(What the exercise asks) Can you reproduce every line of the data below character for character?

(Provided records)
▬▬▬

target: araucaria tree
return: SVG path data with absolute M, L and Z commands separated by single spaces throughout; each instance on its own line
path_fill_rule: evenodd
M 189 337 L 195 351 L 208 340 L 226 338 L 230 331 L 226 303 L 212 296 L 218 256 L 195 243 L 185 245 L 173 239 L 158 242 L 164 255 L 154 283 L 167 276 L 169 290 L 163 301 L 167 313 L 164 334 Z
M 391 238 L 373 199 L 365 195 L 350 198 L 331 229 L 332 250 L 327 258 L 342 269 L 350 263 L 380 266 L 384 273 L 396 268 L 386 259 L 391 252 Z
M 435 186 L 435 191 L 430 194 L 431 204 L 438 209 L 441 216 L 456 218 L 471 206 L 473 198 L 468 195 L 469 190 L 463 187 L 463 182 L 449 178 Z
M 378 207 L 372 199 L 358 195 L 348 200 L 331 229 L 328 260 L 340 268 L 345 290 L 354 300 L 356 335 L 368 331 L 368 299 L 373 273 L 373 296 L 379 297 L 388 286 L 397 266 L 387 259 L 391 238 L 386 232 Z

▬▬▬

(Final result)
target: araucaria tree
return: SVG path data with absolute M, L and Z commands separated by single spaces throughout; each instance on its own line
path_fill_rule: evenodd
M 189 337 L 195 351 L 208 340 L 226 338 L 230 331 L 226 303 L 212 296 L 218 256 L 195 243 L 185 245 L 173 239 L 158 242 L 164 255 L 154 283 L 167 276 L 169 290 L 163 301 L 167 313 L 164 334 Z
M 391 238 L 373 199 L 365 195 L 350 198 L 331 229 L 332 250 L 327 258 L 342 269 L 350 263 L 380 266 L 384 273 L 396 268 L 386 259 L 391 252 Z
M 435 186 L 435 191 L 430 194 L 431 204 L 438 209 L 441 216 L 456 218 L 471 206 L 473 198 L 468 195 L 469 190 L 463 187 L 463 182 L 449 178 Z
M 378 207 L 372 199 L 358 195 L 348 200 L 331 229 L 328 260 L 340 268 L 345 290 L 354 300 L 356 335 L 368 331 L 368 299 L 373 273 L 373 296 L 379 297 L 388 286 L 397 266 L 387 259 L 391 238 L 386 232 Z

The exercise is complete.